Input records =>
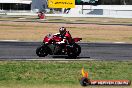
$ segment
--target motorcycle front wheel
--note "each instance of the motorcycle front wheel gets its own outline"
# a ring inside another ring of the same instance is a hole
[[[45,57],[48,55],[48,53],[46,52],[46,47],[45,46],[40,46],[36,49],[36,54],[39,57]]]

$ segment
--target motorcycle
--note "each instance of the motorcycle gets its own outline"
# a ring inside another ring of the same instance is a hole
[[[36,49],[39,57],[49,55],[68,55],[68,58],[77,58],[81,53],[81,47],[76,42],[82,38],[73,38],[70,44],[57,44],[62,38],[59,35],[48,34],[44,37],[43,43]]]

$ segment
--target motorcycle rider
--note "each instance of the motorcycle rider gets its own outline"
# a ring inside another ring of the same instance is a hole
[[[56,33],[54,35],[57,35],[59,37],[61,37],[61,41],[60,42],[56,42],[58,45],[58,50],[57,52],[64,52],[64,47],[65,47],[65,44],[71,44],[72,43],[72,37],[71,37],[71,34],[69,33],[69,31],[66,31],[66,28],[65,27],[61,27],[59,29],[59,33]]]
[[[64,44],[64,43],[71,44],[72,42],[71,34],[69,33],[69,31],[66,31],[65,27],[61,27],[57,35],[59,35],[62,38],[62,41],[57,42],[57,44]]]

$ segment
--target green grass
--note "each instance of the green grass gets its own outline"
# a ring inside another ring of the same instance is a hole
[[[79,85],[83,66],[90,79],[132,80],[132,61],[1,61],[0,86]]]

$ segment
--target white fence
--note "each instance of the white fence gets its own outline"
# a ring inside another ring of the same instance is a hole
[[[78,5],[69,11],[69,15],[91,17],[132,18],[132,5]]]

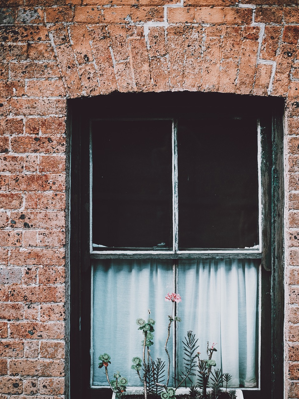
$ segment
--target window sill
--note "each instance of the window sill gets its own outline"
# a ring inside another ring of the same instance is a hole
[[[232,389],[232,388],[228,388],[228,389]],[[224,389],[222,389],[224,390]],[[244,399],[244,397],[243,396],[243,392],[241,389],[237,389],[236,390],[236,392],[237,398],[236,399]],[[127,389],[125,392],[124,393],[123,395],[126,396],[127,395],[138,395],[142,394],[143,391],[143,388],[142,387],[131,387],[128,388]],[[184,395],[189,392],[188,388],[179,388],[176,391],[176,397],[179,397],[178,395]],[[112,395],[112,399],[115,399],[115,393],[113,393]]]

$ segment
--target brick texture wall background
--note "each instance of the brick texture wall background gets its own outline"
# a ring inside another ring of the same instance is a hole
[[[285,383],[299,398],[299,4],[0,1],[1,398],[65,394],[66,99],[182,89],[286,99]]]

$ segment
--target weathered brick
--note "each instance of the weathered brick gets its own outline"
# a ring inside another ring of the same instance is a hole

Exercise details =>
Locate each line of the rows above that contains the string "grass" and copy those lines. Case counts.

Solution to the exercise =>
--target green grass
--note "each instance of the green grass gets its own outline"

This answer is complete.